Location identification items
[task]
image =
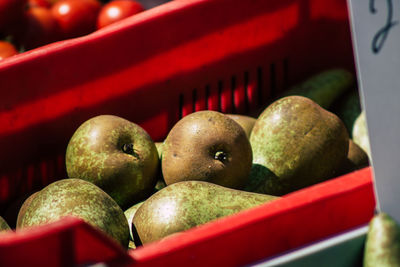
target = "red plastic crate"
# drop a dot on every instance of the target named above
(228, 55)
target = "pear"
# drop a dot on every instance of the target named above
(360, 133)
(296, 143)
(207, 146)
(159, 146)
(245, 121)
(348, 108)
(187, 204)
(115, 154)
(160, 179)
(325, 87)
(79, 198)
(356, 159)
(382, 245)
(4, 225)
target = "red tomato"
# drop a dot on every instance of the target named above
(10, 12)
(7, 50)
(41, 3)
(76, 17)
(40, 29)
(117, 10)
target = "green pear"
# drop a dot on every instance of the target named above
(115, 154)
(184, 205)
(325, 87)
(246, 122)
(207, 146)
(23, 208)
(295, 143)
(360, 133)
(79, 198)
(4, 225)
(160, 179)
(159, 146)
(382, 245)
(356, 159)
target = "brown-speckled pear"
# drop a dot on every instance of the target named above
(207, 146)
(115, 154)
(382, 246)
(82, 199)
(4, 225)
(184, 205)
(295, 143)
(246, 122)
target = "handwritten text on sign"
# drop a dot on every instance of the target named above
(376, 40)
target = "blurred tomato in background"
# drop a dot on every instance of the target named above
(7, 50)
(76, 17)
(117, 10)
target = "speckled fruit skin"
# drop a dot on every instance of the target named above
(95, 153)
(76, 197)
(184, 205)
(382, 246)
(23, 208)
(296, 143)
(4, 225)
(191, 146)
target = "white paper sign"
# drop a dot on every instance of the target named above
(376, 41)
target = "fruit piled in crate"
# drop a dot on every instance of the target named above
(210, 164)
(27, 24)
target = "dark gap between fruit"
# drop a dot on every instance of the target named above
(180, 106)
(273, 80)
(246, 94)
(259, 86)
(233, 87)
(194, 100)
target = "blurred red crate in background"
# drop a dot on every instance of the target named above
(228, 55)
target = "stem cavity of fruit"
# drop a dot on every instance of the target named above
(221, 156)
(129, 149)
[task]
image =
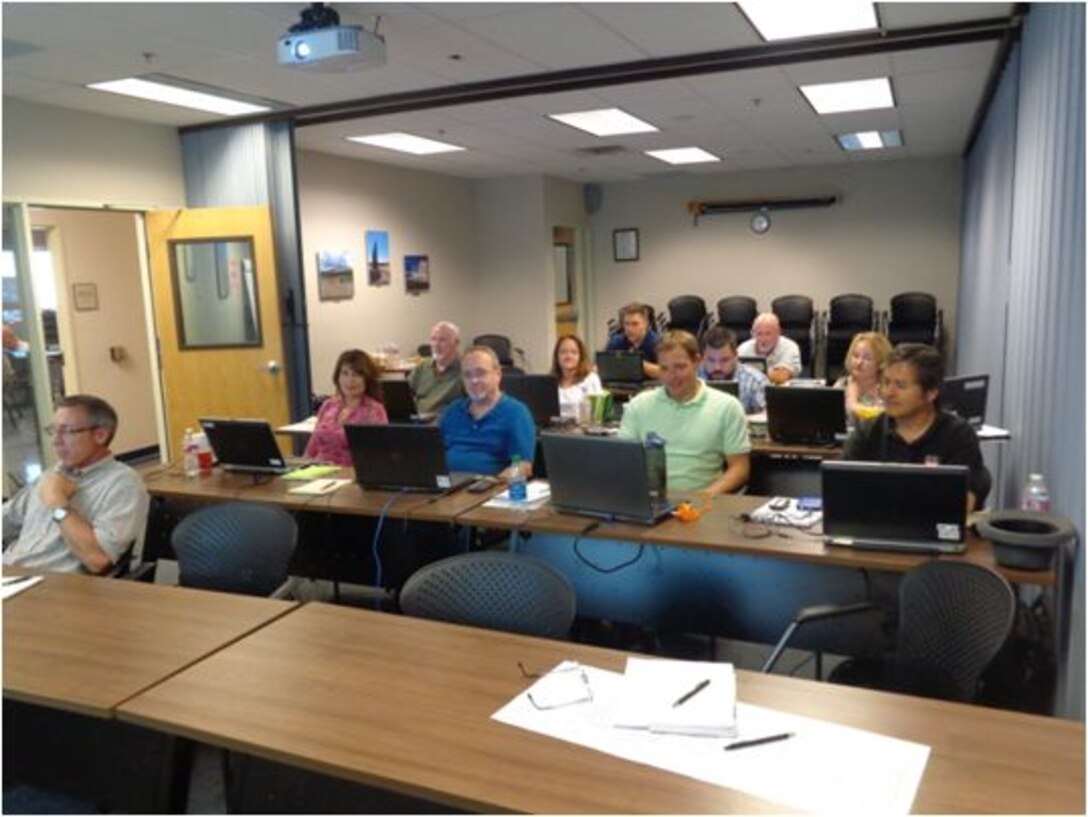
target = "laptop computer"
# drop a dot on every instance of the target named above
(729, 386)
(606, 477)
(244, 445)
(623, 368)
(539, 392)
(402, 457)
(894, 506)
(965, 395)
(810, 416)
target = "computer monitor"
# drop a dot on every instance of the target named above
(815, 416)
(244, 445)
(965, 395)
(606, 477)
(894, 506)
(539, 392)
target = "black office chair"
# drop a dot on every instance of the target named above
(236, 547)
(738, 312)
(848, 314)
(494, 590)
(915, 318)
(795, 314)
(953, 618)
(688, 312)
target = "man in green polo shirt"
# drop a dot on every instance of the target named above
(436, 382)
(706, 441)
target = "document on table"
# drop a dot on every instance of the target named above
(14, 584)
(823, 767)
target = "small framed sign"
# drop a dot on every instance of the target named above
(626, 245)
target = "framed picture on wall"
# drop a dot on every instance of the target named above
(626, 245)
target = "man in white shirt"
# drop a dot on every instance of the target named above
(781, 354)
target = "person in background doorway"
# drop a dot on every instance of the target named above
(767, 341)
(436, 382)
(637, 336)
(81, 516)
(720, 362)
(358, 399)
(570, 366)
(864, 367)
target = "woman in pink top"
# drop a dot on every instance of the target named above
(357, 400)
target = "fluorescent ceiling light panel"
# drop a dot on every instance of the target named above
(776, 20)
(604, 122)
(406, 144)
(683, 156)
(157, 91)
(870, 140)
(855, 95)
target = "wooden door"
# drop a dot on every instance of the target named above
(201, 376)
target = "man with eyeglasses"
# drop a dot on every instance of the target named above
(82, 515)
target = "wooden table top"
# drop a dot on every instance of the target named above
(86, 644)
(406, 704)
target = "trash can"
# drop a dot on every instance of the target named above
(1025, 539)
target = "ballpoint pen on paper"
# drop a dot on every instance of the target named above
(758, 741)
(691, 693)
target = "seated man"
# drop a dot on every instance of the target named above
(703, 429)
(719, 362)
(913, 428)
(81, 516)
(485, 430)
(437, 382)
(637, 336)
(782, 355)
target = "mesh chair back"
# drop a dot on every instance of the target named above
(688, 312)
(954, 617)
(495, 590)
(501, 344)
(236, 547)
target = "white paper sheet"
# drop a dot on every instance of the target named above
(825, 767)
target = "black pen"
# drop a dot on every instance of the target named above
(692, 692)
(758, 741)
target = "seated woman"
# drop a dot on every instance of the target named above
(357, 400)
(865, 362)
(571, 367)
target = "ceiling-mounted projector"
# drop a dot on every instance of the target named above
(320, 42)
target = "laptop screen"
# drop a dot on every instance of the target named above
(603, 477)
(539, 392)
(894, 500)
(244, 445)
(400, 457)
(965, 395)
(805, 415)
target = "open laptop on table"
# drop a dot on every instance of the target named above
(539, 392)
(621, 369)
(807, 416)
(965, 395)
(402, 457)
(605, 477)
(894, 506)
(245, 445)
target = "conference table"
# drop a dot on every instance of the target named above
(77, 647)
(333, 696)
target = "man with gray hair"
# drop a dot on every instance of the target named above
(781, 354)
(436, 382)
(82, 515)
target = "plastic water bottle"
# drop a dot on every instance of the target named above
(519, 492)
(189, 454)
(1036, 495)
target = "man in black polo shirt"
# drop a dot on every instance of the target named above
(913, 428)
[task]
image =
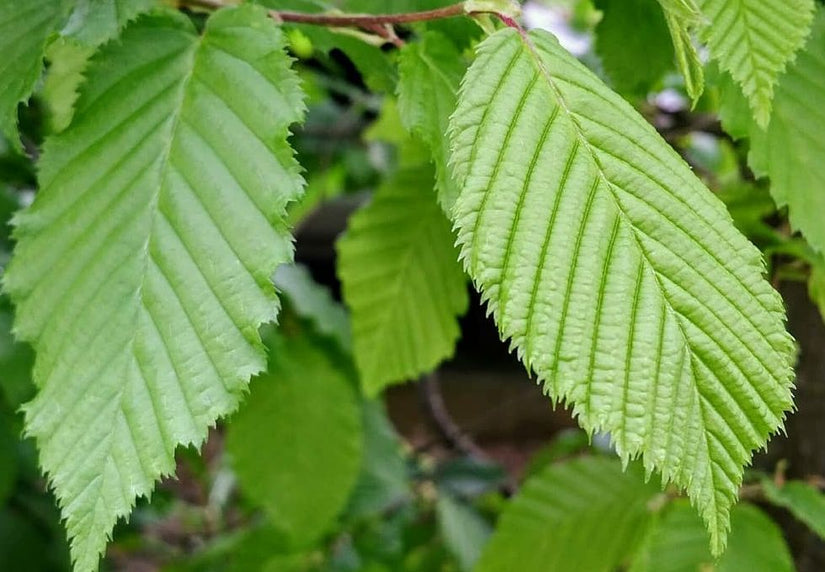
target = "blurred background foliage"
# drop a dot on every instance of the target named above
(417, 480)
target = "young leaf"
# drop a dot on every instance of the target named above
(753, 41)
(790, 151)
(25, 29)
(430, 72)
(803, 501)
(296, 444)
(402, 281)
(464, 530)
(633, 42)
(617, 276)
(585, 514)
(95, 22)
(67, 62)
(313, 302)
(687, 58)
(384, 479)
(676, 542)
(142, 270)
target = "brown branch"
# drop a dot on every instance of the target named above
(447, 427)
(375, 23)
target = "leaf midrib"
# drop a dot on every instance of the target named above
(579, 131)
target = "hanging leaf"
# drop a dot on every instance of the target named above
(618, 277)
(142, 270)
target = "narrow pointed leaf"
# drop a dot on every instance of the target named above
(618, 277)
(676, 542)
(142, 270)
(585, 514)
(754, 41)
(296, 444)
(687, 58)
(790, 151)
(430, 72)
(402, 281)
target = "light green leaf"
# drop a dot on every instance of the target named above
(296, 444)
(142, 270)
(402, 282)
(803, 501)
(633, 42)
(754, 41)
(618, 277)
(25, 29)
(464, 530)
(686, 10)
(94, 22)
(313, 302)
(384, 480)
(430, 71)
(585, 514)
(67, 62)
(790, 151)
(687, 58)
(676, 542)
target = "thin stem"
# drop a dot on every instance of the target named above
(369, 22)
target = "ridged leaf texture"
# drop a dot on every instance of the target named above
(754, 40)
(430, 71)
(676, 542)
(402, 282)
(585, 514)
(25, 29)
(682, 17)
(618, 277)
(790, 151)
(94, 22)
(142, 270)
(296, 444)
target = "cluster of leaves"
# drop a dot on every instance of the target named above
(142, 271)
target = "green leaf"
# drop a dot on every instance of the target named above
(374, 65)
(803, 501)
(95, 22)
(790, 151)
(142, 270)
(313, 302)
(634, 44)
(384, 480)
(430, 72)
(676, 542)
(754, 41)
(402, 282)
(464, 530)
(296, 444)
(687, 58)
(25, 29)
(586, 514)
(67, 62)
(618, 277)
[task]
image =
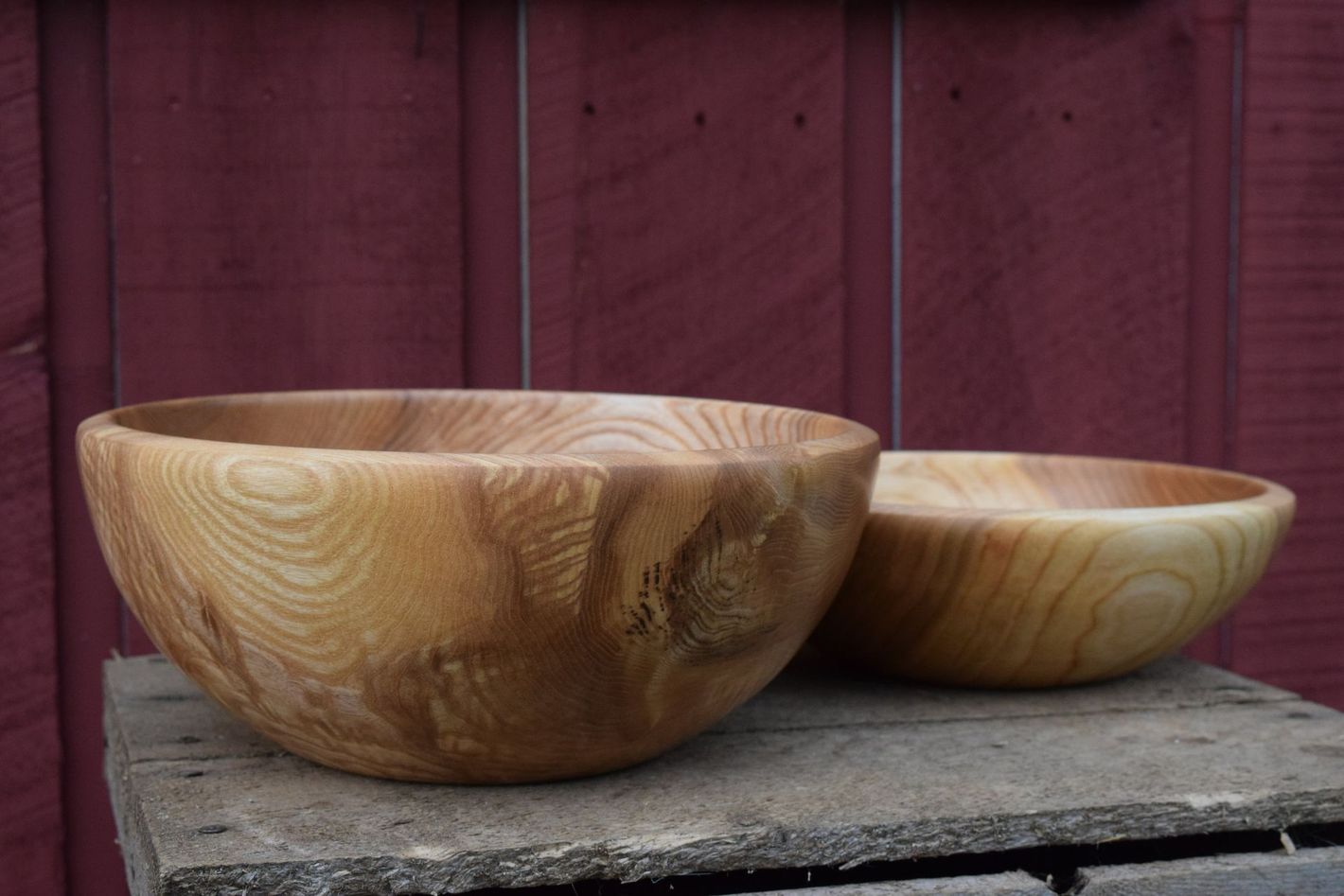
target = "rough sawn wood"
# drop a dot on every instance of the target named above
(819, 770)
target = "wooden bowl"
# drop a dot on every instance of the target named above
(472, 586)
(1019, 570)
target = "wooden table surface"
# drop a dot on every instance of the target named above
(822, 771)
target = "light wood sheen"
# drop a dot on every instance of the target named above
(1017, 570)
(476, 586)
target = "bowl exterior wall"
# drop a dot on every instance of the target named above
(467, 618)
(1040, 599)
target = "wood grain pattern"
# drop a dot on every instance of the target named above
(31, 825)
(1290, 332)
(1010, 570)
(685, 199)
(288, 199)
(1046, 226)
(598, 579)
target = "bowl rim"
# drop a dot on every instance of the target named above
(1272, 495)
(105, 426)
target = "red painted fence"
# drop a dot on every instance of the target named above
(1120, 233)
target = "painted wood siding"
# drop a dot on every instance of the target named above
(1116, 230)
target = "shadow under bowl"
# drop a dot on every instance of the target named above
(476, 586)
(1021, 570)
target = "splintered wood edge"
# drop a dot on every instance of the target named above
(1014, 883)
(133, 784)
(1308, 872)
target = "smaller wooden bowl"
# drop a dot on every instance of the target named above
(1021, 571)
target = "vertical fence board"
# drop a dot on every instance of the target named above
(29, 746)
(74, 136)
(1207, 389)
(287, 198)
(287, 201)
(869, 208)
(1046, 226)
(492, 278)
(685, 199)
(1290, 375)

**Exercise goal**
Copy out every line of the items above that contains the word "computer".

**Solved problem**
target = "laptop computer"
target = "computer monitor"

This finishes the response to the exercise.